Data excerpts =>
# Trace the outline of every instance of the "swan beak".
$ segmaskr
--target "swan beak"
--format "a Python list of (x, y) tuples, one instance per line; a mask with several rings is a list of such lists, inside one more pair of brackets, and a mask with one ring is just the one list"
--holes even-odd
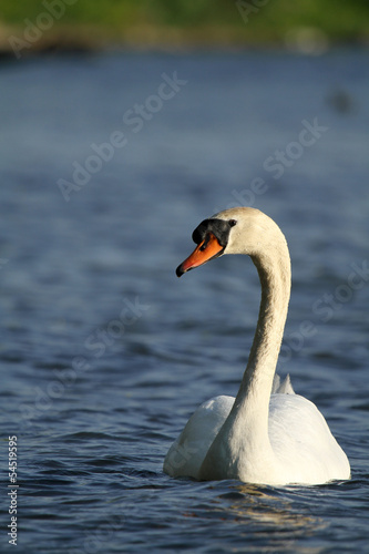
[(205, 239), (196, 246), (194, 252), (186, 258), (177, 268), (176, 275), (181, 277), (189, 269), (194, 269), (195, 267), (202, 266), (206, 264), (209, 259), (217, 258), (223, 254), (224, 246), (218, 243), (213, 233), (208, 233)]

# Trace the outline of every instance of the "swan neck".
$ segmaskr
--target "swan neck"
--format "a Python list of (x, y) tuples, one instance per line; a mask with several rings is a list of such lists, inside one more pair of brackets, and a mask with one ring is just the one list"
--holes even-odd
[[(262, 285), (259, 316), (246, 371), (236, 403), (250, 397), (255, 406), (268, 413), (273, 379), (287, 318), (290, 295), (290, 260), (287, 245), (276, 256), (252, 257)], [(255, 409), (255, 406), (253, 409)]]

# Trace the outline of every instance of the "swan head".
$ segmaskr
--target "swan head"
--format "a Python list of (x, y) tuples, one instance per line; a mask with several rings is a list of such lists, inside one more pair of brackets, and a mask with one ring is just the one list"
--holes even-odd
[(204, 219), (193, 232), (195, 250), (176, 269), (181, 277), (223, 254), (246, 254), (252, 257), (266, 255), (286, 239), (270, 217), (259, 209), (236, 207), (225, 209)]

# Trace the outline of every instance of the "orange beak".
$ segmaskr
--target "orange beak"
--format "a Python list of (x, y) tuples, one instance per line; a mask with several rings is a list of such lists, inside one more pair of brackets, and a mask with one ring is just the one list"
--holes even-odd
[(206, 238), (196, 246), (194, 252), (186, 258), (176, 269), (177, 277), (181, 277), (189, 269), (206, 264), (209, 259), (218, 257), (224, 250), (224, 246), (219, 245), (218, 239), (209, 233)]

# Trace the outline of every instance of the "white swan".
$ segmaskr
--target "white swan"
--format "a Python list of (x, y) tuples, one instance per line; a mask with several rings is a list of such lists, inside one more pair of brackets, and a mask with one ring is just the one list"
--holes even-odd
[(177, 276), (223, 254), (247, 254), (259, 275), (262, 301), (248, 363), (237, 393), (203, 403), (164, 461), (172, 476), (237, 479), (271, 485), (320, 484), (350, 478), (350, 464), (309, 400), (275, 369), (288, 310), (290, 260), (279, 227), (258, 209), (227, 209), (193, 233), (194, 253)]

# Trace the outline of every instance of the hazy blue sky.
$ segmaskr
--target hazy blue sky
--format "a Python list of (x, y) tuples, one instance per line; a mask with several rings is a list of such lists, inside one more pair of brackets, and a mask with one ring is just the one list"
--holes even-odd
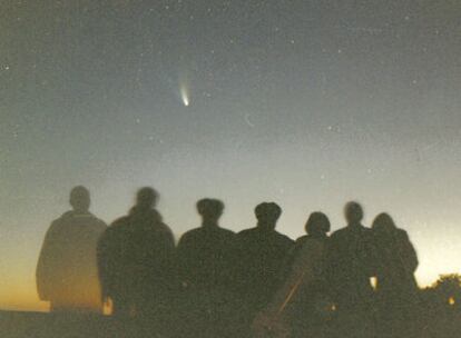
[[(155, 3), (155, 4), (153, 4)], [(106, 221), (144, 185), (177, 235), (195, 201), (394, 216), (421, 284), (461, 271), (461, 2), (12, 1), (0, 13), (0, 307), (75, 185)], [(186, 107), (182, 96), (186, 96)]]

Requirement =>
Count the lines of the data above that contain the word "Trace", and give only the number.

Expected output =>
6